PROBLEM DETAILS:
Work through the entries below and show every line in which "yellow" is found.

######

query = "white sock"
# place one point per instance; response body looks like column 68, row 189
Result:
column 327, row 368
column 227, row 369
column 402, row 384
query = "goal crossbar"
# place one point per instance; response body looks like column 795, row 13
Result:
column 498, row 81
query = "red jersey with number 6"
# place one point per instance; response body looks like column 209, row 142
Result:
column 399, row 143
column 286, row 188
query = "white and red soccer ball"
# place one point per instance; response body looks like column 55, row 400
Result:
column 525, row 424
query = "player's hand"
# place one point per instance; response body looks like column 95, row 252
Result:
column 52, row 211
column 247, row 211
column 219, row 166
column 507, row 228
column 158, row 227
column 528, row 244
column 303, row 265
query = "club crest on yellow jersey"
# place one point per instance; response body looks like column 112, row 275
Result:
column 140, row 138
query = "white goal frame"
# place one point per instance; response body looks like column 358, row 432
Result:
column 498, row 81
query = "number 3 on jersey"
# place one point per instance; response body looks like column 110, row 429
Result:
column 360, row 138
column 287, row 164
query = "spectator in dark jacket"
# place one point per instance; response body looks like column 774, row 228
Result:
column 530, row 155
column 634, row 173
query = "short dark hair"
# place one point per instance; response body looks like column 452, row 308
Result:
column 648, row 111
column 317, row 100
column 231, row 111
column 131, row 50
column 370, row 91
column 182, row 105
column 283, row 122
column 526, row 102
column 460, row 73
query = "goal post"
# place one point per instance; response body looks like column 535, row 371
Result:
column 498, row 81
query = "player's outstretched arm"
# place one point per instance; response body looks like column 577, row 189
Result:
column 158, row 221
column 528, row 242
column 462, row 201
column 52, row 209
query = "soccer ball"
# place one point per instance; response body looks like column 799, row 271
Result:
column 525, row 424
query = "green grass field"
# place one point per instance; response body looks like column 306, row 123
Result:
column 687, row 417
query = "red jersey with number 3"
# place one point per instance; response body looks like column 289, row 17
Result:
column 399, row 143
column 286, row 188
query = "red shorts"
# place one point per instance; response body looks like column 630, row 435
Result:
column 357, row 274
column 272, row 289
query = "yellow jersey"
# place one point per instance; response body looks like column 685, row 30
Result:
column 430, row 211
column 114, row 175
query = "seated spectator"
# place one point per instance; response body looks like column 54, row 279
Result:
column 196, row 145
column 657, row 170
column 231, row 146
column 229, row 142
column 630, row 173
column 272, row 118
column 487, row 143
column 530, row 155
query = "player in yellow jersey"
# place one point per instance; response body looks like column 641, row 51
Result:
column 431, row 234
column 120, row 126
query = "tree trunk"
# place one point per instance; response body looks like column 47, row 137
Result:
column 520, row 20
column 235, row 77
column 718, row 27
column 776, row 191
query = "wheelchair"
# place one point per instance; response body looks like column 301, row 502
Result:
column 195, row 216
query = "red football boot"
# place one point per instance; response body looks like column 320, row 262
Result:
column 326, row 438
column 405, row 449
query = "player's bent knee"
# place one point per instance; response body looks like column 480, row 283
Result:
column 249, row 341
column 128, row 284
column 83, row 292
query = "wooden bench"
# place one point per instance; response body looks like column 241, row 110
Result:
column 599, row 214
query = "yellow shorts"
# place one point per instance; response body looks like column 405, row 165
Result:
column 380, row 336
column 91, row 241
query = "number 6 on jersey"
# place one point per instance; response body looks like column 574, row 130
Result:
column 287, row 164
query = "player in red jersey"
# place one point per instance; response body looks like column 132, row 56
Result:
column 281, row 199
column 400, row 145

######

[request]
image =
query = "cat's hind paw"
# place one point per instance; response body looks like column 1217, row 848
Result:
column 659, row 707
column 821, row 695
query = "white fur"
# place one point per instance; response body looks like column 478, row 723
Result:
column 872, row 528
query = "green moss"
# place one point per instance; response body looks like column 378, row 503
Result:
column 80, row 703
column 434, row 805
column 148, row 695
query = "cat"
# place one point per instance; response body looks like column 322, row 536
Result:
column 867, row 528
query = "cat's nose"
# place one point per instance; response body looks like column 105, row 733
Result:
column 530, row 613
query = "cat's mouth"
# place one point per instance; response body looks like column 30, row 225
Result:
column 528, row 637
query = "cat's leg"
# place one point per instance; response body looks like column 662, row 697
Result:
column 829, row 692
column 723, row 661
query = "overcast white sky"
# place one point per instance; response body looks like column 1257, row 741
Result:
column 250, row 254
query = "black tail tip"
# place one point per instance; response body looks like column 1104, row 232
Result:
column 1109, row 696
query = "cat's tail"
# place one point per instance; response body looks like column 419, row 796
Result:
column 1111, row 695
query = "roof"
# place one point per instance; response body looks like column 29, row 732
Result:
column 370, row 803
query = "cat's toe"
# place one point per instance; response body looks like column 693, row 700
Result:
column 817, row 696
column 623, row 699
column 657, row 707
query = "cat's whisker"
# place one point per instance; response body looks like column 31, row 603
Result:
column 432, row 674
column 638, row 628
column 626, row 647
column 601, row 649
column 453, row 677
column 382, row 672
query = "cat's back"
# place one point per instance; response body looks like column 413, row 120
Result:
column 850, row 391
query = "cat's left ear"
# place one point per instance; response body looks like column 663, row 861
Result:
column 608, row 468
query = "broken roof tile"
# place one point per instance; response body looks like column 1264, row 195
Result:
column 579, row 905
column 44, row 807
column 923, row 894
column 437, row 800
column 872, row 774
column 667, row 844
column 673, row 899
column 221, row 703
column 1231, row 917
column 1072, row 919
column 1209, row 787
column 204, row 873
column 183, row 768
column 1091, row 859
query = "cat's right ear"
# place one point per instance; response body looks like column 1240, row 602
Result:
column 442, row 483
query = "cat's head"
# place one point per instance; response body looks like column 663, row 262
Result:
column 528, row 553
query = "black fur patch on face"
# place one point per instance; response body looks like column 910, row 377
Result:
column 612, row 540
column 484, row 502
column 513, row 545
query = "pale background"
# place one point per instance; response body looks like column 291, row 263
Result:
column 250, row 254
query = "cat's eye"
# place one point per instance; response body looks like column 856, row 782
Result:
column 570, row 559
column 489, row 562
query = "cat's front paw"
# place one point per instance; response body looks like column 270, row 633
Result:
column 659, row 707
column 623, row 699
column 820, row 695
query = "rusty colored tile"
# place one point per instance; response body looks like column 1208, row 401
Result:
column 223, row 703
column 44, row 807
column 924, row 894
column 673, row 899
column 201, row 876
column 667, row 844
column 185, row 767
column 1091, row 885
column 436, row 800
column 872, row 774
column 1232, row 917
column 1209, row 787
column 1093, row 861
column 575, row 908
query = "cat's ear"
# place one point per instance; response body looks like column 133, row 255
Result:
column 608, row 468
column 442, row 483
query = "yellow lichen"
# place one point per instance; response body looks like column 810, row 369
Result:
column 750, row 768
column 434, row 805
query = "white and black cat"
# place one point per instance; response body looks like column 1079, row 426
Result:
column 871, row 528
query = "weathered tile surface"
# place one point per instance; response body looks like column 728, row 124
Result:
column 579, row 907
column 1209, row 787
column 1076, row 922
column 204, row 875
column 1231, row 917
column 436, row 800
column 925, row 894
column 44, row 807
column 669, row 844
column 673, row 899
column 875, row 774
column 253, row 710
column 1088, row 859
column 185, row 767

######

FINISHED TASK:
query = "club crest on yellow jersey"
query = "yellow jersey"
query = "player in yellow jersey"
query = "yellow shorts"
query = "yellow lichen"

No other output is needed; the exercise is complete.